**Selected excerpt**
This quickstart demonstrates how to use `BigQueryReadClient` to read data from a public BigQuery table using the Storage API. It configures a read session, reads data in Apache Arrow format, and attempts to convert it to a Pandas DataFrame. Remember to set the `GOOGLE_CLOUD_PROJECT` environment variable and ensure the BigQuery Storage API is enabled for your project.

import os
from google.cloud.bigquery_storage import BigQueryReadClient, types

# Your Google Cloud project ID. If not set, it will default to the project
# defined in your environment (e.g., GOOGLE_CLOUD_PROJECT, gcloud config).
project_id = os.environ.get('GOOGLE_CLOUD_PROJECT', '')
if not project_id:
    raise ValueError("GOOGLE_CLOUD_PROJECT environment variable must be set")

# Public BigQuery dataset and table to read from
parent = f"projects/{project_id}"
dataset_id = "google_trends"
table_id = "international_top_rising_terms"
table = f"projects/bigquery-public-data/datasets/{dataset_id}/tables/{table_id}"

def read_bigquery_table_storage(project_id, table):
    """Reads data from a BigQuery table using the BigQuery Storage Read API."""
    client = BigQueryReadClient()

    # Specify the table and desired data format (Arrow recommended for performance)
    read_options = types.ReadSession.TableReadOptions(selected_fields=["country_name", "region_name"])

**Stated problem 1**
What data format does the BigQuery quickstart read from the table?

**Raw data**
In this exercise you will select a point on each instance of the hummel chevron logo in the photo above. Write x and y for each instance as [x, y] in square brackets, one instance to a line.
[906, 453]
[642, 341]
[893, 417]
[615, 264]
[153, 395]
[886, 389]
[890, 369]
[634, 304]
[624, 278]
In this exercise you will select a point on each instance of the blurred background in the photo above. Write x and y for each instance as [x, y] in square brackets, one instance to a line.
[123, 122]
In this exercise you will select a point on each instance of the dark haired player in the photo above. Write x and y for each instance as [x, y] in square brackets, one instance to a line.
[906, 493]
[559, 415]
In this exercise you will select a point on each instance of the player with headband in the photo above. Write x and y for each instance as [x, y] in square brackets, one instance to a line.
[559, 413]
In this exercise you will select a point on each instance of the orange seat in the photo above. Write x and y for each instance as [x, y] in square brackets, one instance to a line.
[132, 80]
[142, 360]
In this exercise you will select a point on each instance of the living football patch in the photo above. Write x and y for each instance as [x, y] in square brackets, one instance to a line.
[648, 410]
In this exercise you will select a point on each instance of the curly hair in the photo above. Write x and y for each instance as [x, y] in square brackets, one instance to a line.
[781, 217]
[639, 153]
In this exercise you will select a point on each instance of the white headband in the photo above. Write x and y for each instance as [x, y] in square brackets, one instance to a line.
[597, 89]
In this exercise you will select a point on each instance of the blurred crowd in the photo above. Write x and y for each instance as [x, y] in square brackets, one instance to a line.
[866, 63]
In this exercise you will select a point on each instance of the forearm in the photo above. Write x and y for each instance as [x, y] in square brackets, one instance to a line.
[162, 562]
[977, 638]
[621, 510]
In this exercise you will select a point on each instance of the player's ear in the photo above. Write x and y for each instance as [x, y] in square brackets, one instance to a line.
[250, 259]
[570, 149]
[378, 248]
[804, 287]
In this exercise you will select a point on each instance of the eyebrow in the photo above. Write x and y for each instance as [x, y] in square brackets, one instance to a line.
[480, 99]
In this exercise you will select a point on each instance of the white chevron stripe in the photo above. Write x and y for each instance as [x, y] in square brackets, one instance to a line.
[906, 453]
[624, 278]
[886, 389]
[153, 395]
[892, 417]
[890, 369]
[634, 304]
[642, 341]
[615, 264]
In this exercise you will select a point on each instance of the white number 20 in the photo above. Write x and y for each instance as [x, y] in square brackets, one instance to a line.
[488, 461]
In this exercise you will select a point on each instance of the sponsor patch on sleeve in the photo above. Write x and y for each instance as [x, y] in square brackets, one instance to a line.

**Stated problem 2**
Convert the lines of the listing, from the line with "the white number" up to and including the last line of the listing, into a JSON list of strings, one string per line, leaving out blank lines.

**Exercise solution 1**
Apache Arrow format.

**Exercise solution 2**
[
  "In this exercise you will select a point on each instance of the white number 20 in the photo above. Write x and y for each instance as [x, y] in square brackets, one instance to a line.",
  "[488, 461]",
  "In this exercise you will select a point on each instance of the sponsor patch on sleeve in the photo above. Write x and y for each instance as [x, y] in square brackets, one instance to a line."
]